TEXT TO READ:

* * * * * * *

The administration this year hasn’t been able to find enough illegal immigrants to fill the 34,000 detention beds the law requires, as President Obama’s new policies kick in and agents spend more time and money going after each immigrant they do detain.
But even as beds go empty, some illegal immigrants who were set free by U.S. Immigration and Customs Enforcement or approved under Mr. Obama’s 2012 amnesty have gone on to commit horrific crimes, including murder.
“How many Americans killed by illegal aliens are too many?” said Jamiel Shaw, who testified to Congress on Wednesday that his son was killed by a so-called Dreamer, approved for tentative legal status under the 2012 policy Mr. Obama is trying to expand. “Dream Act kids have turned my family’s American dream into a nightmare.”
Another victim’s relative, Michael Ronnebeck, testified to the House oversight committee that his nephew, 21-year-old Grant Ronnebeck, was killed by an illegal immigrant who was awaiting deportation but who had been released from custody by ICE because the government didn’t deem him a threat.
Those released have become controversial as ICE grapples with Mr. Obama’s new deportation policies, struggles to determine whom to hold and whom to release and faces growing resistance from sanctuary states and cities that refuse to cooperate with immigration agents.
As of Jan. 25, U.S. Immigration and Customs Enforcement was averaging only slightly more than 27,000 detainees a day for fiscal year 2015, which began Oct. 1. That means more than 20 percent of its 34,000-bed capacity was going unused so far this year.
Deportations are also down dramatically, according to Jessica Vaughan, who studies enforcement trends for the Center for Immigration Studies, and who told Congress on Wednesday that the administration deported fewer than 20,000 immigrants in December, which is about 50 percent lower than its usual pace for the month over the last few years.
“All of the significant metrics of enforcement activity tracked by ICE — encounters, arrests, detainers and charging documents issued — show declines in recent years,” Ms. Vaughan said in prepared testimony for the House Committee on Oversight and Government Reform.
ICE is the interior enforcement and deportation arm of the Department of Homeland Security. Mr. Obama last year ordered the department to stop trying to apprehend and deport most illegal immigrants, saying that unless they have a serious criminal record or crossed the border since Jan. 1, 2014, they aren’t important enough to be worth the expense of deportation.
Ms. Vaughan said the detention beds are a major issue since it means ICE is releasing some illegal immigrants to be out in the community even as they are awaiting deportation, giving them a chance to abscond — and often to commit crimes while out on the streets.
Congress has mandated that ICE have an average daily population, or ADP, of 34,000 beds available on any day to hold illegal immigrants, but Ms. Vaughan said the administration has shown an “unwillingness” to follow through on actually keeping them.

* * * * * * *

LISTED RECORDS:
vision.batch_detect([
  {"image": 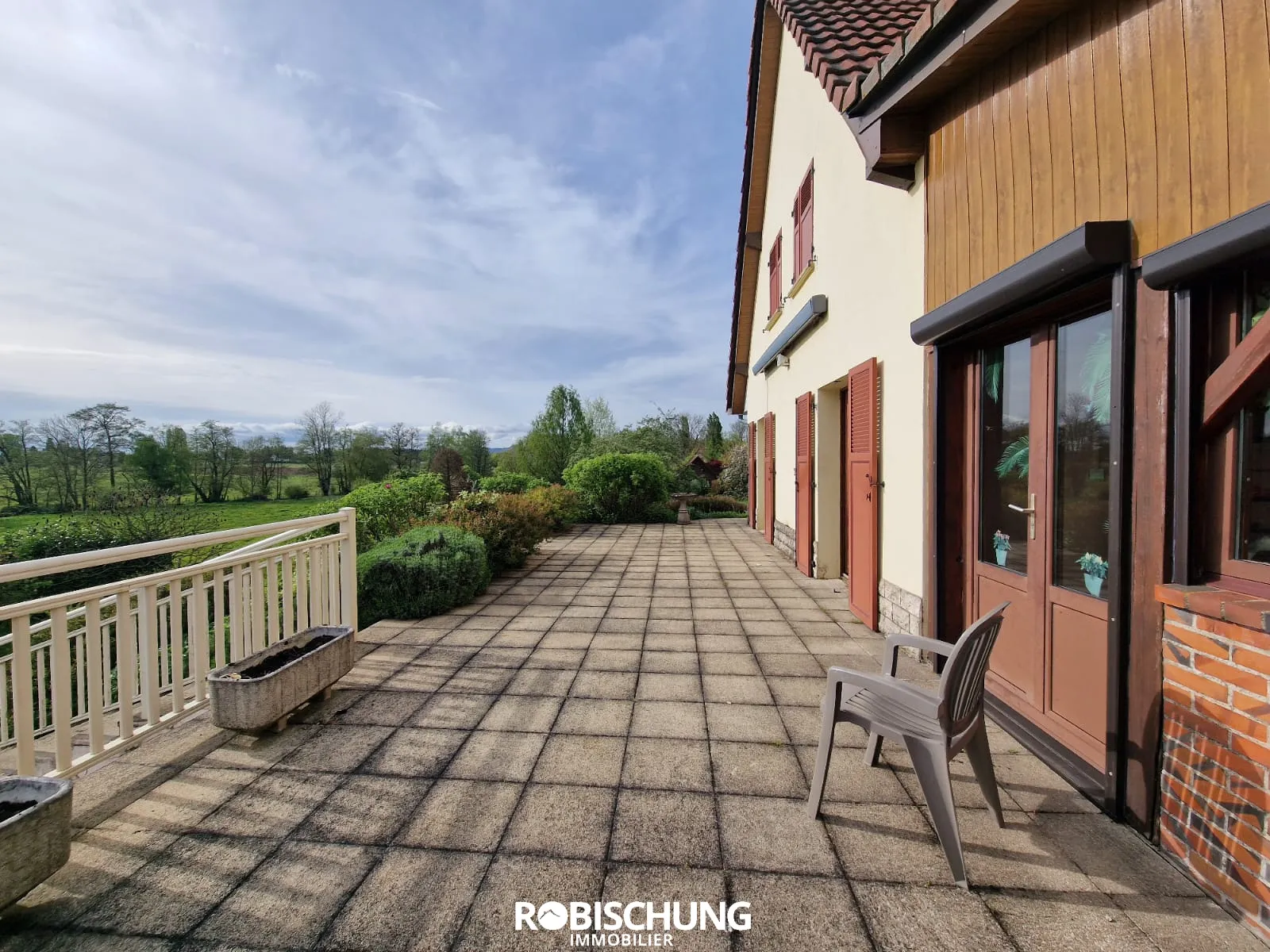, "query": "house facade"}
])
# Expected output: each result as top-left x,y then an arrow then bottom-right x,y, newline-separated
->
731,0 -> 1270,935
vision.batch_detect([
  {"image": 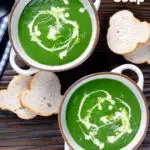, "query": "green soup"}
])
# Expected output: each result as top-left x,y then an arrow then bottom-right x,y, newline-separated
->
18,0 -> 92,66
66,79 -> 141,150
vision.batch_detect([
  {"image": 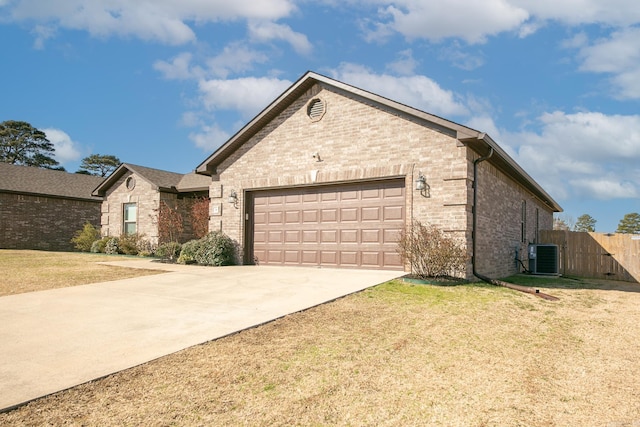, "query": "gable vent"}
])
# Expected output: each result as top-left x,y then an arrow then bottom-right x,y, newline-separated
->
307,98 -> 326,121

* * * * * * *

WORK INSTRUCTIONS:
A. Write out the part of the immigration detention article that starts at "As of Jan. 25, U.S." and ends after "last few years.".
B. Continue the immigration detention article from the point where it stops.

ANSWERS PROVIDED:
A.
As of Jan. 25, U.S. Immigration and Customs Enforcement was averaging only slightly more than 27,000 detainees a day for fiscal year 2015, which began Oct. 1. That means more than 20 percent of its 34,000-bed capacity was going unused so far this year.
Deportations are also down dramatically, according to Jessica Vaughan, who studies enforcement trends for the Center for Immigration Studies, and who told Congress on Wednesday that the administration deported fewer than 20,000 immigrants in December, which is about 50 percent lower than its usual pace for the month over the last few years.

B.
Both ICE and a key lawmaker contend that while Congress mandates 34,000 beds, not all of them need to be filled.
And the agency says it won’t end up paying for all of the unused beds at the end of the year, saying some of the beds it contracts for are handled by a “pay-as-you-use” method.
“In the event that ICE does not meet the 34,000 ADP, ICE will adjust the facility usage so that the facilities with fixed monthly rates are used to their maximum capacity, which, in turn, reduces the use of the ‘pay-as-you-use’ facilities,” an agency official said.
ICE blamed several issues for the lack of illegal immigrants to fill the beds, including the rising costs of handling them. Part of that is because some state and local government agencies now refuse to cooperate with federal agents, releasing illegal immigrants from prisons and jails rather than holding them for ICE to come pick up.
“The arrest of an individual where ICE’s detainer was not honored may take 30 to 40 man-hours since ICE officers must track down the individual and make the arrest out in the community,” an agency official told The Washington Times. “This greatly increases officer and public safety risks as well as greatly decreas[es] agency efficiency.”
In 2014, local governments refused to hold 12,175 immigrants that ICE had requested be kept for pickup, the agency said.
House Judiciary Committee Chairman Bob Goodlatte said Mr. Obama has “gutted” interior enforcement of immigration laws, and said part of the problem is that the administration won’t put pressure on the states that are refusing to cooperate with federal agents.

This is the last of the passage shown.